A verbatim copy of the lines from the one with "the road marking." through the final line below is required; print it and nothing else.
::: Entries provided
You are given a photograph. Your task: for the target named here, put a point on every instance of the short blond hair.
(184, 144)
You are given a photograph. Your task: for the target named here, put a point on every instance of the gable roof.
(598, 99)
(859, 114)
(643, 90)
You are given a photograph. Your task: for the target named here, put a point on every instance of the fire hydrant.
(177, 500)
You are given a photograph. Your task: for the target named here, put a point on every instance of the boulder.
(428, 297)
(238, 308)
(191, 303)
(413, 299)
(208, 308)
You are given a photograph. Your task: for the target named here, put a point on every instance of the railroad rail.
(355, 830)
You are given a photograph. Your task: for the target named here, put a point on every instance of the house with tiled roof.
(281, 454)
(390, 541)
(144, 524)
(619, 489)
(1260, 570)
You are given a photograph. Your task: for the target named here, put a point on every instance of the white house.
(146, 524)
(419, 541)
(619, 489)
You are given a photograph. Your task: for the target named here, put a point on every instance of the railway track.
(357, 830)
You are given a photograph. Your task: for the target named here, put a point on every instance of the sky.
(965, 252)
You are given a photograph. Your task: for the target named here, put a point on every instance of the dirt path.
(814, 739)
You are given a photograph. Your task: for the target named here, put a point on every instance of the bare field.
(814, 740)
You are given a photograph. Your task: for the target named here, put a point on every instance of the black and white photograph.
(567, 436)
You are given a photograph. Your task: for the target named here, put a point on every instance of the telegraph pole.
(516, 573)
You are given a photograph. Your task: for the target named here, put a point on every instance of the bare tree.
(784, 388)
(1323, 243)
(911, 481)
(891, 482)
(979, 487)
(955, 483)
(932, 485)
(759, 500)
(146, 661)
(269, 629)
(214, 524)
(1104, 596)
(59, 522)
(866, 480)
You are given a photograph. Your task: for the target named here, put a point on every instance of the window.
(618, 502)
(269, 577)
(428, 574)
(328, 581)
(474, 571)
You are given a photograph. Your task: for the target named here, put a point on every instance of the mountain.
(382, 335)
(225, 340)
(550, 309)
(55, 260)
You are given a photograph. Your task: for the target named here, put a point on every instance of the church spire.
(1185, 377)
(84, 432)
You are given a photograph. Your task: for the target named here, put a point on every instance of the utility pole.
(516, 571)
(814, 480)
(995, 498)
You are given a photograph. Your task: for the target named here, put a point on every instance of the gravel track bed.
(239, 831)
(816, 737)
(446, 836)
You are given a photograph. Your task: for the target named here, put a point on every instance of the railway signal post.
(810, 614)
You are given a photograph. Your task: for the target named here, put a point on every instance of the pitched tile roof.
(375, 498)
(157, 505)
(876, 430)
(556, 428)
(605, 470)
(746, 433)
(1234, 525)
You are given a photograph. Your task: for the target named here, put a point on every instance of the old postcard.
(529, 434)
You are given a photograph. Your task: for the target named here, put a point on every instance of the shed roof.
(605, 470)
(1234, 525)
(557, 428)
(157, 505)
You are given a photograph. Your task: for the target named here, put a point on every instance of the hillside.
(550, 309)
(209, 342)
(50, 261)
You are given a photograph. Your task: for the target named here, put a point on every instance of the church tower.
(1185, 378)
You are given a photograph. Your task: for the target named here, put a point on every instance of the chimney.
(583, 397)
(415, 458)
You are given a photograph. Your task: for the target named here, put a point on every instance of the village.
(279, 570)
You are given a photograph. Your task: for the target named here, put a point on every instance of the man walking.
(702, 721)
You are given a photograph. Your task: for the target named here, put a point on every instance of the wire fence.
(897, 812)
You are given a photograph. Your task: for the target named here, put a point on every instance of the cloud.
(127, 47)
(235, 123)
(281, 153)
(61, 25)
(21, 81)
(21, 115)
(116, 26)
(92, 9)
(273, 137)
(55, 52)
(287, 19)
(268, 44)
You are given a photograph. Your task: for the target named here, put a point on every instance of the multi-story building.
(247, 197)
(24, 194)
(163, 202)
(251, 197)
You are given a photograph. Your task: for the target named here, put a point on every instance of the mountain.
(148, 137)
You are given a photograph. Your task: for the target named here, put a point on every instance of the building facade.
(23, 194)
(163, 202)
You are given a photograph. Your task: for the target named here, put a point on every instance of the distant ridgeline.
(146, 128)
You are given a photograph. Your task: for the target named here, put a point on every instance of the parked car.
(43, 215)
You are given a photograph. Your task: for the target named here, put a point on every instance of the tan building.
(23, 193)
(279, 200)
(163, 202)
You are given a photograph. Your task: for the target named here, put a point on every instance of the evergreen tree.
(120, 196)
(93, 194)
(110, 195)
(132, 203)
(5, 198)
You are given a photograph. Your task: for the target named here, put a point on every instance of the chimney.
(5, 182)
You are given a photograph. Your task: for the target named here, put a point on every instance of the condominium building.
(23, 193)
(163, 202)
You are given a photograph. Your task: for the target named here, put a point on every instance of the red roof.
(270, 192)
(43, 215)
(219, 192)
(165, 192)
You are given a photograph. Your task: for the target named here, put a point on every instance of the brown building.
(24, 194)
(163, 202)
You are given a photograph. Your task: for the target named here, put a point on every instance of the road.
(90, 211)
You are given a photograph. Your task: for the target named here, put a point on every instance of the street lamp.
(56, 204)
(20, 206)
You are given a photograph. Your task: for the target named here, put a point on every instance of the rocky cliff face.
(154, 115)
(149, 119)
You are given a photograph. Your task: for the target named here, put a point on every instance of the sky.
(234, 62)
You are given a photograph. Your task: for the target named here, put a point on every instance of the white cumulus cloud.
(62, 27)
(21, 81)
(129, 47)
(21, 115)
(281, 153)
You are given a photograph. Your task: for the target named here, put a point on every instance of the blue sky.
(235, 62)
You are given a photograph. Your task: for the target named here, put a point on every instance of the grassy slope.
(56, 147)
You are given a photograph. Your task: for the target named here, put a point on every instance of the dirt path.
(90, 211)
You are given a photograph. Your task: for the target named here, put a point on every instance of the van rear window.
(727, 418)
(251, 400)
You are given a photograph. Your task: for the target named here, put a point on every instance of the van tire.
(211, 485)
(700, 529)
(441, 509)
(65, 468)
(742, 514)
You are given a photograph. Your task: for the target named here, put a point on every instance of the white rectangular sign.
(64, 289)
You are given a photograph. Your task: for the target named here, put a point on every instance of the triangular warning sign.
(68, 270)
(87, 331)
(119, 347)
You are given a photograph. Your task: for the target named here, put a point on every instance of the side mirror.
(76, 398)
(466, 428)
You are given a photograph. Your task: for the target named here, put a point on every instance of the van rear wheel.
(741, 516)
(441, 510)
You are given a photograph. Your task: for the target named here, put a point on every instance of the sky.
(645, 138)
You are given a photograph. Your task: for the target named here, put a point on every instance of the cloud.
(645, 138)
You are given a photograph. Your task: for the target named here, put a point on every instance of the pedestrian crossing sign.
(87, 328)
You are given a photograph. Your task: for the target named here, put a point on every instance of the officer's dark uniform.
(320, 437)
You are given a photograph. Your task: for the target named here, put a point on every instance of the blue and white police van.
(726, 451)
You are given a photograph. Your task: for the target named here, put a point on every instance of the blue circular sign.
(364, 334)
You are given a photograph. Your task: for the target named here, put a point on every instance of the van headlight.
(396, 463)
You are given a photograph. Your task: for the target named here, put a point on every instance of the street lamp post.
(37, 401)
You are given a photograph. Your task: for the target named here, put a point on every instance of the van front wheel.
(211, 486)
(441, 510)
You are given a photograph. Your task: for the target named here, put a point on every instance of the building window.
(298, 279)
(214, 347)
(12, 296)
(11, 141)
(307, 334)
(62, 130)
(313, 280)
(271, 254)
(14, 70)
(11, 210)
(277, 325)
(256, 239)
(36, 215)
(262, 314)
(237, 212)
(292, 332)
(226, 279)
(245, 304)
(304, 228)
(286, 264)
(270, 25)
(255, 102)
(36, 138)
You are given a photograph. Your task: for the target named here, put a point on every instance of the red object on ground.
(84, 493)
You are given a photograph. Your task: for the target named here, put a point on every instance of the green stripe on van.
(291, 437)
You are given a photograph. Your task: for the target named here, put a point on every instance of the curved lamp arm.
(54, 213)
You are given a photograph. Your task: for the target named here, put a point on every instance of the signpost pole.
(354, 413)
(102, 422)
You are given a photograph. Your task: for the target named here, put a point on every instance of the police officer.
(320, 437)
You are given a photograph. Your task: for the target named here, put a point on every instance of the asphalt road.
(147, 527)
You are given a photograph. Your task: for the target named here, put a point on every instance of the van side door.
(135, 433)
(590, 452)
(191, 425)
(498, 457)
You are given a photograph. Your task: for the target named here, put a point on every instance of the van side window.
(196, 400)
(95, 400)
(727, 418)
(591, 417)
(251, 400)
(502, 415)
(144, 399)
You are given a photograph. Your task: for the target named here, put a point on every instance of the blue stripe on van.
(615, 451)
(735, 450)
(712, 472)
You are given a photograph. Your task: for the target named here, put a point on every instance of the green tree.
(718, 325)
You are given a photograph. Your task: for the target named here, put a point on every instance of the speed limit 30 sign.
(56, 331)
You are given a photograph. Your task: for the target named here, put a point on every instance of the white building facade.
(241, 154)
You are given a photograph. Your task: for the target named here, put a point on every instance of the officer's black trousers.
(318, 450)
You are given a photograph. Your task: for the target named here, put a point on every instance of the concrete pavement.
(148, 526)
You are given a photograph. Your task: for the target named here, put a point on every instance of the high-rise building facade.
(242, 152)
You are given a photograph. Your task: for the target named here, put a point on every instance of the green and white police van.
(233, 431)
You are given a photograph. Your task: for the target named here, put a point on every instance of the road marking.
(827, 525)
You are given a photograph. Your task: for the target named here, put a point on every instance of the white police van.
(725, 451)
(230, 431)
::::::
Answer section >>
You are given a photograph. Your task: for the target named here, put a point on every instance of the road marking.
(827, 525)
You are given a photograph. Your task: for the target named here, put a point on every instance of the white police van.
(725, 451)
(230, 431)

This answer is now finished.